> _OBJECTIF DU TRAVAIL_
Dans le texte ci-dessous consacré à l’hôpital et à la formation du personnel soignant, citez tout ce qui va de « L’hôpital manque parfois » jusqu’à « accompagnent leur malade. ».
··· TEXTE SUPPORT
L’hôpital manque parfois du matériel nécessaire pour soigner, les bâtiments méritent une rénovation. Heureusement le 10ème FED (Programme du fond européen de développement en faveur de la santé) prévoit non seulement d’ajouter à l’ensemble hospitalier un service pour les soins intensifs, et un autre pour les soins d’urgence, mais également à rafraîchir les bâtiments existants. Il prévoit le renouvellement des fenêtres et des portes, du carrelage dans certains services, la modernisation de la cuisine, la construction d’une maison pour accueillir les familles qui accompagnent leur malade.

Le travail des infirmiers devient de plus complexe et exigeant. Dans les pays nantis, tout le personnel infirmier a l’occasion de participer aux colloques, congrès, formations et séminaires organisés à leur intention. De cette manière, ils bénéficient d’une formation permanente dont personne ne conteste aujourd’hui l’utilité. Toutes ces formations, bien que nécessaires, sont difficilement réalisables dans un pays comme le Congo qui doit faire face à des carences de tout genre.
Il faut pouvoir continuer à apporter des possibilités de formation pour le personnel soignant qui n’a aucune possibilité dans ce domaine sur place.
······
··· DONNÉES FOURNIES
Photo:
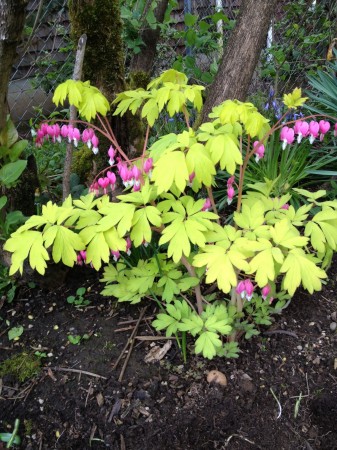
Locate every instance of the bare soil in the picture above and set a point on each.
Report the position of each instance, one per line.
(75, 401)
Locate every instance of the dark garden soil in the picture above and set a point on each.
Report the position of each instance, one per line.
(75, 401)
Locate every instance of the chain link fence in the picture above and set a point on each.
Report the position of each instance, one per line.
(45, 58)
(193, 41)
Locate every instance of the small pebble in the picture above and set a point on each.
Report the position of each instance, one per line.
(215, 376)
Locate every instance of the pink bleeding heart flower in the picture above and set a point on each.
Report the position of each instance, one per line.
(287, 136)
(259, 150)
(301, 128)
(128, 246)
(111, 177)
(111, 154)
(313, 131)
(230, 194)
(265, 291)
(123, 173)
(324, 127)
(148, 165)
(230, 181)
(241, 289)
(249, 288)
(116, 255)
(136, 186)
(57, 132)
(76, 136)
(136, 173)
(104, 183)
(64, 131)
(95, 142)
(207, 205)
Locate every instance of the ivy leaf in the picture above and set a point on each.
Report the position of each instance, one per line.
(207, 344)
(301, 268)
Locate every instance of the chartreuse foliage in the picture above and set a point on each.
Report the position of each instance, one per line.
(265, 243)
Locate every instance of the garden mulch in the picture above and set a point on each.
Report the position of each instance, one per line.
(281, 392)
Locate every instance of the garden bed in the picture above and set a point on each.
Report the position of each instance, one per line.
(281, 392)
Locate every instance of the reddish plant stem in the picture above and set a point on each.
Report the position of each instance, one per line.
(187, 119)
(197, 289)
(210, 196)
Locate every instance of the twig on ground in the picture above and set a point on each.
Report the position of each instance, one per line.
(131, 342)
(123, 446)
(84, 372)
(88, 393)
(278, 403)
(241, 437)
(288, 333)
(152, 338)
(128, 322)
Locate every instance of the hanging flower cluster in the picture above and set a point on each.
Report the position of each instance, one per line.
(130, 175)
(73, 134)
(258, 150)
(245, 289)
(302, 129)
(230, 190)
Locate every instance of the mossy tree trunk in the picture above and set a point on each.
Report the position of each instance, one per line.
(12, 18)
(241, 54)
(142, 63)
(104, 57)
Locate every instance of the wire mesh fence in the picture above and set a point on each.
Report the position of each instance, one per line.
(192, 41)
(45, 58)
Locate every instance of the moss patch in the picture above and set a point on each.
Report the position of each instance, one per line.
(21, 366)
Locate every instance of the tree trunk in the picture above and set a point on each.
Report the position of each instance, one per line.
(241, 54)
(104, 56)
(12, 18)
(144, 61)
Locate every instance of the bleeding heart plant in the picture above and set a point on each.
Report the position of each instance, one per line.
(164, 239)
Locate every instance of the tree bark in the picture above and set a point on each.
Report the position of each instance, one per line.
(104, 56)
(77, 75)
(241, 54)
(143, 61)
(12, 18)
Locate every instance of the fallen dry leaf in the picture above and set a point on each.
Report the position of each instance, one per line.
(157, 353)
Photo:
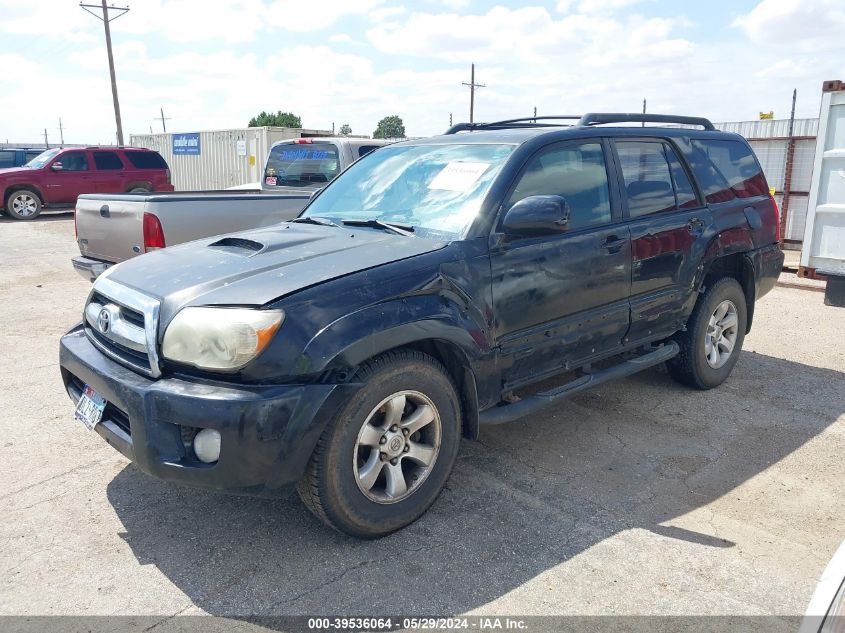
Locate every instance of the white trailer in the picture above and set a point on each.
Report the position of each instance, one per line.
(823, 250)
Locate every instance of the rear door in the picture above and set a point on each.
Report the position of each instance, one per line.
(563, 298)
(110, 172)
(75, 177)
(667, 221)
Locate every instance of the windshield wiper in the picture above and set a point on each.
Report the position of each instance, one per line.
(308, 219)
(396, 227)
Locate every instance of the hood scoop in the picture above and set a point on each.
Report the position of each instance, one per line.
(238, 246)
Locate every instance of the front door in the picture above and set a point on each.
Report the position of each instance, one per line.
(667, 222)
(562, 298)
(64, 186)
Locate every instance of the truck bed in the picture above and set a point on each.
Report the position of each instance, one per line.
(110, 226)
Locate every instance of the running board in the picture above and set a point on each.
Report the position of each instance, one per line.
(532, 404)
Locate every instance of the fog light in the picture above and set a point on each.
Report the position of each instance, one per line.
(207, 445)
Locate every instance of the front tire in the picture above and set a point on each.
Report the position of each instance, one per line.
(23, 205)
(713, 340)
(385, 457)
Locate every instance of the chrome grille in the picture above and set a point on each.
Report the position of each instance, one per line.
(123, 324)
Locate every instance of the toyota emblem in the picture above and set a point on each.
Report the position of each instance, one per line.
(104, 320)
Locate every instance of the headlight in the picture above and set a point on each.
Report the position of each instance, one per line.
(219, 338)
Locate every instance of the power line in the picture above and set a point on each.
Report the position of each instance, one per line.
(105, 20)
(472, 86)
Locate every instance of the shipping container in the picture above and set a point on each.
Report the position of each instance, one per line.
(823, 250)
(218, 159)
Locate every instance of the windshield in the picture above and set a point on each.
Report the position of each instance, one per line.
(42, 159)
(301, 165)
(437, 189)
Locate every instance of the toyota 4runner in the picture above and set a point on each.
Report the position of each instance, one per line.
(421, 295)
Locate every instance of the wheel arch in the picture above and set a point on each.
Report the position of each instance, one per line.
(737, 266)
(18, 187)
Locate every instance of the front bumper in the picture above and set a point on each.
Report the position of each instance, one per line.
(89, 268)
(267, 432)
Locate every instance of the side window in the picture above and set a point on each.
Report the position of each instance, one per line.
(684, 193)
(107, 160)
(737, 165)
(146, 160)
(74, 161)
(576, 172)
(648, 183)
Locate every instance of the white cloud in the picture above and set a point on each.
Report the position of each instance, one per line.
(810, 24)
(408, 62)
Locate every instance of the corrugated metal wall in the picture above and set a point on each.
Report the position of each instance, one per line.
(218, 164)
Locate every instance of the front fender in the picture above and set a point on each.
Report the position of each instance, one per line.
(363, 334)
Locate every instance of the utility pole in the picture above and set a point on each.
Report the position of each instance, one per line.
(472, 86)
(787, 170)
(106, 19)
(163, 119)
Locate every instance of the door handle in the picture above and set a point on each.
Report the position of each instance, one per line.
(695, 226)
(613, 244)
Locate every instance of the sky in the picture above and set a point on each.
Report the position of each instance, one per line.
(215, 64)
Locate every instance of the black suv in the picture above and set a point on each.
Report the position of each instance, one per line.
(423, 294)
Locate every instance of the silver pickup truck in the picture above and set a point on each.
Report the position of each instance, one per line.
(111, 228)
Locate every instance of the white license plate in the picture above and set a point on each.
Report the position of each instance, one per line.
(89, 409)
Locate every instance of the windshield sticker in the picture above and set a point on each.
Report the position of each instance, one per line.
(458, 176)
(305, 154)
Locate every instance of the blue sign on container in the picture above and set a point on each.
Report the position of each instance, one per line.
(186, 144)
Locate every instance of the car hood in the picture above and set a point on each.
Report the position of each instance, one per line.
(258, 266)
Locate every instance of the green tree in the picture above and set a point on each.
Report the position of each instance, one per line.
(280, 119)
(390, 127)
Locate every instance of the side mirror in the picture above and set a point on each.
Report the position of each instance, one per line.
(537, 215)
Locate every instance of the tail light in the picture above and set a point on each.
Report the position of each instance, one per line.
(777, 217)
(153, 233)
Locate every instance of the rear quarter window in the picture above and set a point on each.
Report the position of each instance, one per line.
(737, 170)
(146, 160)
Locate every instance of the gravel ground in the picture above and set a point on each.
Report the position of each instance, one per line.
(640, 497)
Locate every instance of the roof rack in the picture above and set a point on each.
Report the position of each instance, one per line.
(600, 118)
(592, 118)
(529, 121)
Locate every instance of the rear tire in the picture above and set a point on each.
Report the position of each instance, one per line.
(713, 340)
(385, 457)
(23, 204)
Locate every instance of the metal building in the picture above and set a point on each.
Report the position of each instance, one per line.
(218, 159)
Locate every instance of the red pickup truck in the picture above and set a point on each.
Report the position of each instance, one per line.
(55, 178)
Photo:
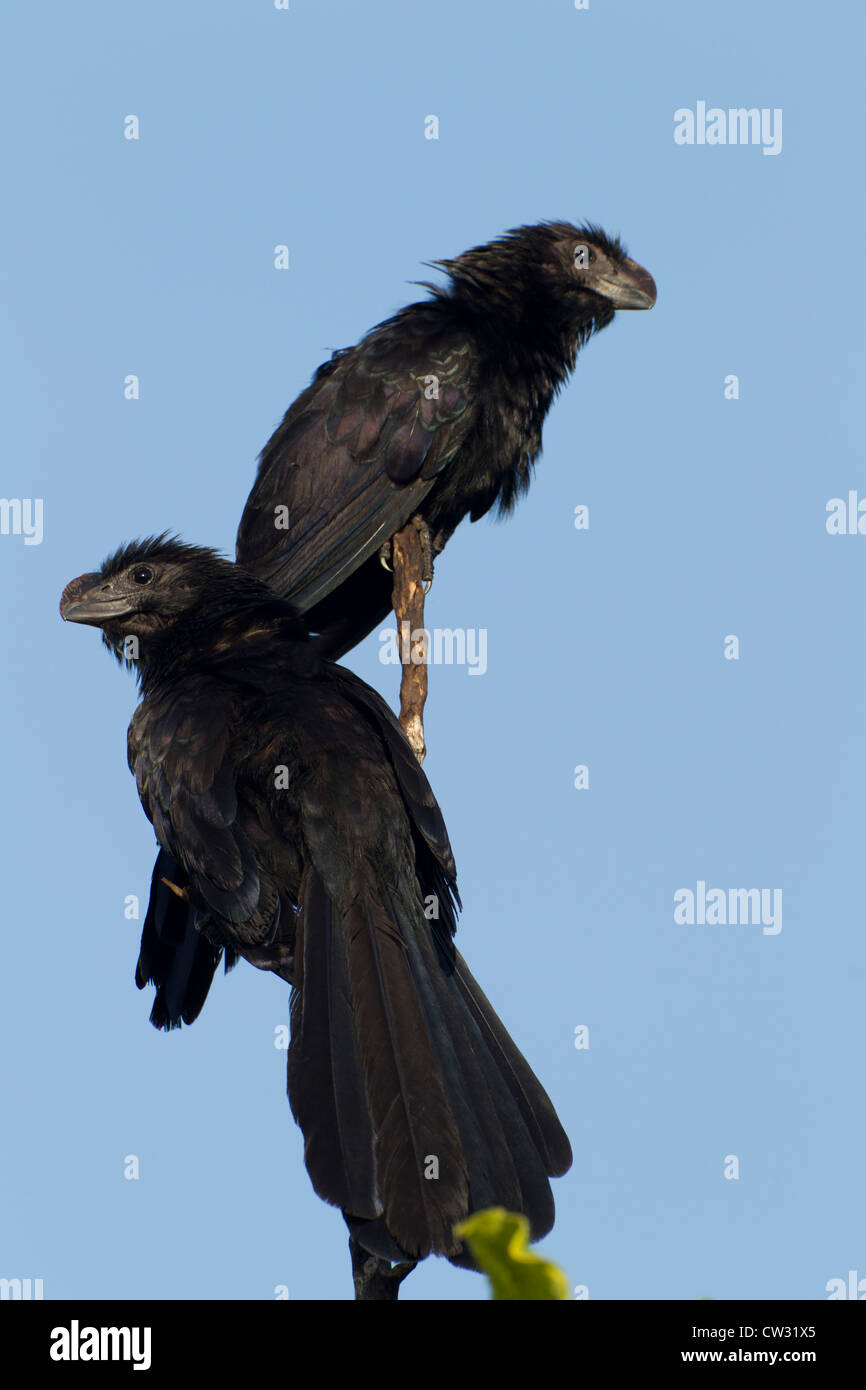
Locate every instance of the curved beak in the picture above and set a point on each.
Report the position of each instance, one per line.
(85, 601)
(631, 287)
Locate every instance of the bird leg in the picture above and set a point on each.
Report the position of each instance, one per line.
(412, 555)
(178, 893)
(428, 549)
(376, 1280)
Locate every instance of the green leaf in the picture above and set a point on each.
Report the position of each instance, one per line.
(499, 1241)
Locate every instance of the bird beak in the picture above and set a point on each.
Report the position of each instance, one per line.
(85, 601)
(627, 288)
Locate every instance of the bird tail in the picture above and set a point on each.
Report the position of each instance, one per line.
(414, 1102)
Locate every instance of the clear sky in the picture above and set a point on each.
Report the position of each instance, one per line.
(606, 647)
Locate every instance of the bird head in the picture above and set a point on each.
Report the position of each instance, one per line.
(553, 271)
(149, 588)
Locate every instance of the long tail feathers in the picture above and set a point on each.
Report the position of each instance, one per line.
(414, 1104)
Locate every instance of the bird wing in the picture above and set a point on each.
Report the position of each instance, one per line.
(178, 752)
(356, 453)
(437, 869)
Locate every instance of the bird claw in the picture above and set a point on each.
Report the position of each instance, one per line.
(427, 551)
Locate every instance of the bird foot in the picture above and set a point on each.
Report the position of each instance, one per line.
(427, 551)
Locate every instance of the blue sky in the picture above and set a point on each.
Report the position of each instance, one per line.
(605, 647)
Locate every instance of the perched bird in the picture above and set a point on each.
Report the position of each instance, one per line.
(434, 416)
(300, 833)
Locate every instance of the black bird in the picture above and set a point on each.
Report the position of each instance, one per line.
(303, 836)
(435, 414)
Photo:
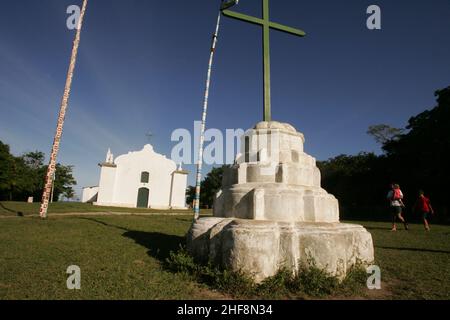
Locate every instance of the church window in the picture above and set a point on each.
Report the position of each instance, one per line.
(145, 177)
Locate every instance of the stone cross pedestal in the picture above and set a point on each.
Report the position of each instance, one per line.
(272, 212)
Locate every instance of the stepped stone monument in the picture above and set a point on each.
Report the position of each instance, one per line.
(272, 212)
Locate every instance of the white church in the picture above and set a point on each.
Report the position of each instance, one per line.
(141, 179)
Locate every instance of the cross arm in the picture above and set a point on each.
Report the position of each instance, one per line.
(279, 27)
(258, 21)
(243, 17)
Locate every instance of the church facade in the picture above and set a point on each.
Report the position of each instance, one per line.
(141, 179)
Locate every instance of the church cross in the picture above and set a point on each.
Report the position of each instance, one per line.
(267, 25)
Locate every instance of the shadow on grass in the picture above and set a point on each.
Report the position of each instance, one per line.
(378, 228)
(159, 245)
(18, 213)
(414, 249)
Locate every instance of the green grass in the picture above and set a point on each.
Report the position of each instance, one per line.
(123, 257)
(15, 208)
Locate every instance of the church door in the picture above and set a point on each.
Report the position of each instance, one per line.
(143, 198)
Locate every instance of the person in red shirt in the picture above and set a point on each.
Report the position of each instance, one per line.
(423, 206)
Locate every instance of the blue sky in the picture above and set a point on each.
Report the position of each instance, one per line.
(142, 67)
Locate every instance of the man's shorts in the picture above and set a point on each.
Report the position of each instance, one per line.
(426, 215)
(396, 210)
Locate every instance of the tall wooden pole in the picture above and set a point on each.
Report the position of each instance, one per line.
(62, 114)
(203, 126)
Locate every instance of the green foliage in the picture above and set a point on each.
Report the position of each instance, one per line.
(23, 176)
(119, 260)
(415, 157)
(383, 133)
(209, 187)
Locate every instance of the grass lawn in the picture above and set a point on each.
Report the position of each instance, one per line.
(121, 258)
(14, 208)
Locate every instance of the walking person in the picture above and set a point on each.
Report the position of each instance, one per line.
(395, 197)
(423, 206)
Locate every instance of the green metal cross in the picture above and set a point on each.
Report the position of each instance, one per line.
(267, 25)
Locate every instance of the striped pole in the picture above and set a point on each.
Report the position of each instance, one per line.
(62, 114)
(202, 132)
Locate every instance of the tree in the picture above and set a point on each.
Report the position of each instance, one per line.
(383, 133)
(6, 170)
(22, 177)
(209, 187)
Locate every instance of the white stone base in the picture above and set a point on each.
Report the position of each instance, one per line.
(261, 248)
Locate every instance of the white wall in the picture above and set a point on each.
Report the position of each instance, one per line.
(89, 193)
(119, 187)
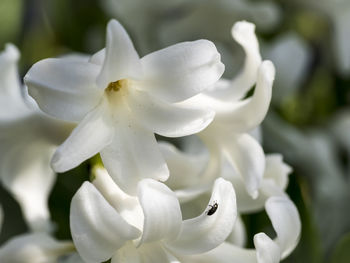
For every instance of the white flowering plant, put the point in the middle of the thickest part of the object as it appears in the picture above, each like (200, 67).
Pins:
(161, 154)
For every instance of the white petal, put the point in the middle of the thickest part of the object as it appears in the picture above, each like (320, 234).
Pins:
(147, 253)
(12, 104)
(121, 60)
(26, 173)
(267, 251)
(132, 156)
(206, 232)
(99, 57)
(36, 247)
(225, 253)
(1, 217)
(185, 168)
(272, 184)
(64, 88)
(181, 71)
(161, 209)
(277, 170)
(170, 120)
(127, 206)
(247, 114)
(244, 33)
(238, 236)
(72, 258)
(247, 157)
(185, 172)
(97, 228)
(92, 134)
(286, 222)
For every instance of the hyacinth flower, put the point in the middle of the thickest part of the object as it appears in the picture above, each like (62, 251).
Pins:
(186, 177)
(228, 136)
(264, 14)
(28, 139)
(108, 223)
(286, 223)
(33, 247)
(120, 100)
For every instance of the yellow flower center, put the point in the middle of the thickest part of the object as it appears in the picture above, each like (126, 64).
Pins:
(117, 85)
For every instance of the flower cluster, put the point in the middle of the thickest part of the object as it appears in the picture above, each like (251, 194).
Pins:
(147, 201)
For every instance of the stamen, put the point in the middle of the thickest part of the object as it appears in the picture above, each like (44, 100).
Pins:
(117, 85)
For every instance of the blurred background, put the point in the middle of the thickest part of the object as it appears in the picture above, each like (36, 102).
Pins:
(309, 117)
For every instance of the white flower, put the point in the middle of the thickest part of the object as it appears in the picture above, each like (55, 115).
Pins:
(28, 139)
(120, 101)
(288, 49)
(286, 223)
(106, 222)
(338, 12)
(34, 248)
(186, 177)
(227, 137)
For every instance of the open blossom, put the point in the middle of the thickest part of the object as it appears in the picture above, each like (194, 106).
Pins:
(33, 248)
(28, 139)
(121, 100)
(286, 223)
(228, 136)
(107, 223)
(186, 177)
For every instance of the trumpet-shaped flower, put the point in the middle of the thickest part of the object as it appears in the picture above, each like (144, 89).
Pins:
(121, 100)
(107, 223)
(186, 177)
(286, 223)
(28, 139)
(227, 137)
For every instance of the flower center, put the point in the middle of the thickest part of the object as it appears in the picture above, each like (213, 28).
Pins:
(117, 85)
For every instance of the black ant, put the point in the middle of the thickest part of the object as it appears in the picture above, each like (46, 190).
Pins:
(213, 208)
······
> _RÉPONSE ATTENDUE_
L’hôpital manque parfois du matériel nécessaire pour soigner, les bâtiments méritent une rénovation. Heureusement le 10ème FED (Programme du fond européen de développement en faveur de la santé) prévoit non seulement d’ajouter à l’ensemble hospitalier un service pour les soins intensifs, et un autre pour les soins d’urgence, mais également à rafraîchir les bâtiments existants. Il prévoit le renouvellement des fenêtres et des portes, du carrelage dans certains services, la modernisation de la cuisine, la construction d’une maison pour accueillir les familles qui accompagnent leur malade.